__PARTS OF THE EXERCISE__
**1.** In the wall tool cabinet thread, what material does David plan to use for the main case?
**2.** Copy the passage from the wall tool cabinet thread word for word, starting at "Here's a good" and ending at "cabinets. Good luck!".

== TEXT PASSAGE

# Wall hung tool cabinet



## bluekingfisher (Mar 30, 2010)

For some time now I have had it on my mind to build a wall hung tool cabinet for my hand and marking tools. I think this year will be the year when I have both the time and enthusiasm to make a start on it.

I was hoping that someone has or is intending to build one and may have some drawings or plans which I may be able to take inspiration from.

I do not plan on making it too fancy or detailed, I don't need anything that will cater for hand planes as I have them stored else where although I would like to make the doors deep enough to hold chisels/screwdrivers etc. Some advice on making the doors would be appreciated. I also need it deep enough as I intend to install "leaves" or inner hinged doors for added storage space.

If anyone has some info on the above or could direct me to the relevant webpage I would be very grateful.

Many thanks.

David


----------



## kdc68 (Mar 2, 2012)

A couple of Woodsmith plans here may be of help…they may have more than the two I posted

Woodsmith link
http://www.woodsmithshop.com/episodes/downloads/

Plans
http://www.woodsmithshop.com/download/301/slidingdoorshopcabinet.pdf

http://www.woodsmithshop.com/download/211/pegboardrack.pdf


----------



## Belg1960 (Jan 3, 2010)

David, I have this one saved in my favorites. 
http://www.finewoodworking.com/uploadedImages/Fine_Woodworking_Network/Image_Resources/Magazine/188/011188040_mdsq.jpg
I think it might help if you gave some dimensions and an idea of how much "stuff" needs to go in the cabinet.
I had one that had french cleat system which was nice too, very versatile but smaller.
*If you do a search with the following woodworking wall cabinet you will get tons of great versions.*


----------



## bluekingfisher (Mar 30, 2010)

Kdc68 and Pat, thanks for taking the time out fellahs to respond.

Pat what you have posted hits the nail on the head. I have no need for the drawer boxes but I like the idea of the pigeon holes and the central dividing panel board.

The dimensions of the image you posted are close to what I envisaged my final cabinet to look like. The cavity doors are also appealing. Another question, how do you build the doors? Are they constructed seperately from the main case or made as a sealed box unit then the top of the box cut off to leave you with a matching top cover which can then be made into doors?

I was thinking of constructing the main case from birch ply with hardwood trim and for the door panels, Any thoughts on this point.

I will probably go with the French cleat system for hanging the cabinet.

Thanks again

David


----------



## Kentuk55 (Sep 21, 2010)

Here's a good link for ya, David: http://images.taunton.com/downloads/FW1124_Tool-Cabinet.pdf


----------



## HillbillyShooter (Feb 15, 2012)

Roger +1. Although I've been less and less impressed with FW as of late, I still consider it a good starting place. Also, don't forget to use the search on LJ as there are many nice wall hung tool cabinets. Good luck!


----------



## patron (Apr 2, 2009)

====
== LISTING

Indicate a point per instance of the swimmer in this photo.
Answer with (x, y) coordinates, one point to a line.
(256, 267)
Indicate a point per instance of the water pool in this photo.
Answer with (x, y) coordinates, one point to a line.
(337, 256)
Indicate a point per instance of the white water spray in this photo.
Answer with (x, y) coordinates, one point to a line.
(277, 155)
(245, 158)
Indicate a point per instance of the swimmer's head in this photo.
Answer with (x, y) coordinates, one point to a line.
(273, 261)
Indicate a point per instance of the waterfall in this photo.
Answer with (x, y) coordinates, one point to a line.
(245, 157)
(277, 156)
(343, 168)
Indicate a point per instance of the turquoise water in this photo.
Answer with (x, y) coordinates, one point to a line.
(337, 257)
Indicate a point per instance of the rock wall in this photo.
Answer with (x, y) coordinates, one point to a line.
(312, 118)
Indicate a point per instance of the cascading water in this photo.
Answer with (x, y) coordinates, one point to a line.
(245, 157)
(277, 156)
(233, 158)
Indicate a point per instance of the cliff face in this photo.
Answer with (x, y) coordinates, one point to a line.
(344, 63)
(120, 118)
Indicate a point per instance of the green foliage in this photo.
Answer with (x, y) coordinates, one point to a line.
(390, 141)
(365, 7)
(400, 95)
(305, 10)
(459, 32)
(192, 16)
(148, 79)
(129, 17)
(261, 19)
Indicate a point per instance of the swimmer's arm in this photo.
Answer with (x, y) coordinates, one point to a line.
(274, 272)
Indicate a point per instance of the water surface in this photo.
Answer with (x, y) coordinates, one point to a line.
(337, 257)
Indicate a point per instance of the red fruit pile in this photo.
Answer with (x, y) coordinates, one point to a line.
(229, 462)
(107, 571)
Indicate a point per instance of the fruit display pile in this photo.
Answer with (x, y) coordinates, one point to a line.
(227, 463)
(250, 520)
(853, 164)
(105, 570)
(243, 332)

====

__SOLVED PROBLEMS__
**1.** Birch ply with hardwood trim.

**2.**
Here's a good link for ya, David: http://images.taunton.com/downloads/FW1124_Tool-Cabinet.pdf


----------



## HillbillyShooter (Feb 15, 2012)

Roger +1. Although I've been less and less impressed with FW as of late, I still consider it a good starting place. Also, don't forget to use the search on LJ as there are many nice wall hung tool cabinets. Good luck!